Quellenauszug →
Natürlich, die Kostüme und Maske, auch die bemalten Prospekte verweisen auf eine vergangene Zeit, die emotionale Wirkung der Aufführung widerlegt jedoch den ersten Eindruck des Musealen. Es stellt sich mir daher die Frage, ob diese Art der szenischen Choreografie nicht auch beispielsweise in zeitgenössischen Werken – in welcher Form auch immer – Anwendung finden könnte, um auf diese Art die Brücke zum Publikum zu schlagen (Robert Wilson kommt mir da in den Sinn).
Bei aller Begeisterung für das Visuelle (inklusive diverser Balletteinlagen) soll nicht unter den Tisch fallen, daß die Musik selbst ihren Anteil an dieser fast schon kurzweiligen Veranstaltung hatte. Für ein Stück dieser Länge hält es überraschend reiche Beute musikalischer Abwechslung und Erbauung bereit. Höhepunkte an Inspiration und Intensität waren beispielsweise die Klage der Agrina, der Tod der Salomena oder die Arien bzw. Duette mit Countertenor-Beteiligung (Belochus). Das Ensemble lies kaum Wünsche offen, besonderen Eindruck machten neben den Sängern der genannten Rollen noch Markus Flaig als kraftvoller Arbaces sowie Jan Kobow in der bizarren Ausgestaltung der mäßig sympathischen Titelfigur. Zumindest mir erging es so, daß zu seinem selbstgewählten Ende doch Mitgefühl für den reichen armen Irren aufkeimte.

Datensatzinhalt →
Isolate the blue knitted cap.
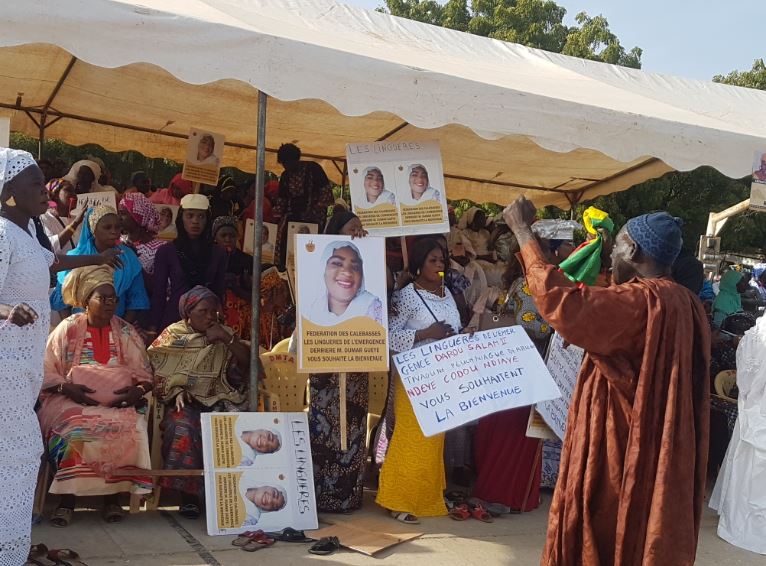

Zu erledigen →
**1)** Wer sang laut dem Quellenauszug den Arbaces?
**2)** Gib aus dem Quellenauszug den Abschnitt von „Natürlich, die Kostüme“ bis einschließlich „in den Sinn).“ unverändert aus.
**3)** Fasse den Absatz des Quellenauszugs, der mit „Bei aller Begeisterung“ beginnt, als Stichpunktliste zusammen, ohne seine wesentlichen Fakten wegzulassen.

Vollständige Lösungen →
**1)** Markus Flaig

**2)**
Natürlich, die Kostüme und Maske, auch die bemalten Prospekte verweisen auf eine vergangene Zeit, die emotionale Wirkung der Aufführung widerlegt jedoch den ersten Eindruck des Musealen. Es stellt sich mir daher die Frage, ob diese Art der szenischen Choreografie nicht auch beispielsweise in zeitgenössischen Werken – in welcher Form auch immer – Anwendung finden könnte, um auf diese Art die Brücke zum Publikum zu schlagen (Robert Wilson kommt mir da in den Sinn).

**3)**
- Neben dem Visuellen, darunter mehrere Balletteinlagen, trug auch die Musik zu der fast kurzweiligen Veranstaltung bei.
- Für seine Länge bietet das Stück überraschend viel musikalische Abwechslung und Erbauung.
- Zu den Höhepunkten gehörten die Klage der Agrina, der Tod der Salomena sowie die Arien und Duette mit Countertenor-Beteiligung (Belochus).
- Das Ensemble ließ kaum Wünsche offen.
- Neben den Sängern dieser Rollen beeindruckten besonders Markus Flaig als kraftvoller Arbaces und Jan Kobow als bizarre, mäßig sympathische Titelfigur.
- Bei ihrem selbstgewählten Ende weckte die Titelfigur zumindest nach eigenem Empfinden Mitgefühl für den „reichen armen Irren“.